The Government Accountability Office (GAO) released a report Monday revealing the Department of Veterans Affairs (VA) has failed to report 90 percent of potentially dangerous medical providers to a national database in recent years.
Reports to the national database are designed to prevent medical providers from jumping from state to state and potentially endangering patients in the locations they relocate, USA Today reports.
The GAO found VA officials failed to report a single problematic clinician to state medical boards, bodies that have the power to revoke licenses.
The audit was conducted throughout five unidentified VA hospitals, and found nine cases where health care workers should have been reported in 2014. With just over 150 hospitals, if the rate of failed reporting held consistent, potentially hundreds of medical providers were not reported.
The oversight was so flawed that the VA had no efficient way to identify the number of medical workers who had been reported or if those workers were reported in the first place, according to USA Today.

**Extracted records**

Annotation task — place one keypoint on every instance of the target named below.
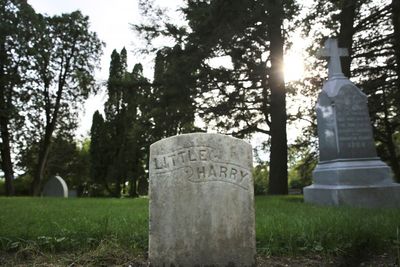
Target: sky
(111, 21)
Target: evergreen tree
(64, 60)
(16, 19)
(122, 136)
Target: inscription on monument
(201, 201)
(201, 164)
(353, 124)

...

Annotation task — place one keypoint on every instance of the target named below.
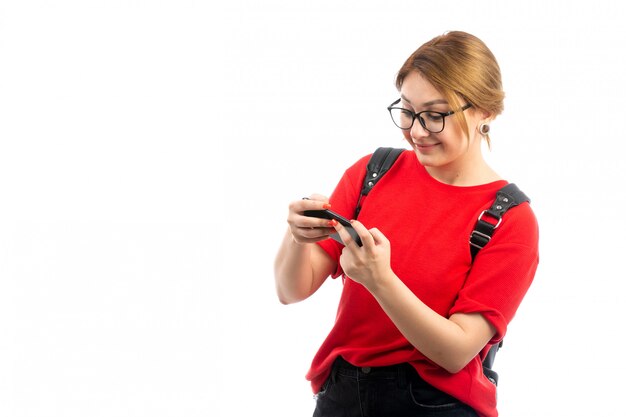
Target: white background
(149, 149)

**Exercise instructions**
Pick up the article on the GAO audit of VA reporting and continue it past its final sentence. The data above is separate material and has no connection to the article.

**Expected answer**
In one particular instance of failed reporting examined by the GAO, a clinician's privileges were revoked after leaving the VA and continuing to practice medicine in a private sector hospital for two years, suggesting patients were endangered.
"At one facility, we found that officials failed to report six providers to the [national database] because the officials were unaware that they had been delegated responsibility for…reporting," the GAO said.
Under VA policies, hospital directors are responsible for their hospitals reporting doctors and dentists who leave in poor standing due to medical mistakes, investigations into their practice, and falsifying clinical credentials or not disclosing they were revoked because of inadequate care. But, this was not occurring at the five hospitals examined by GAO.
"Officials were generally not familiar with or misinterpreted" the policies, investigators concluded.
The GAO also found the VA hospitals did not adequately document investigations that assist the reports of problematic clinical.
Of the 148 VA health care providers who required clinical reviews between October 2013 and March 2017, the hospitals were unable to provide documentation of reviews in nearly half the cases.
"We found that all five [hospitals] lacked at least some documentation of the reviews they told us they conducted, and in some cases, the required reviews were not conducted at all," investigators concluded.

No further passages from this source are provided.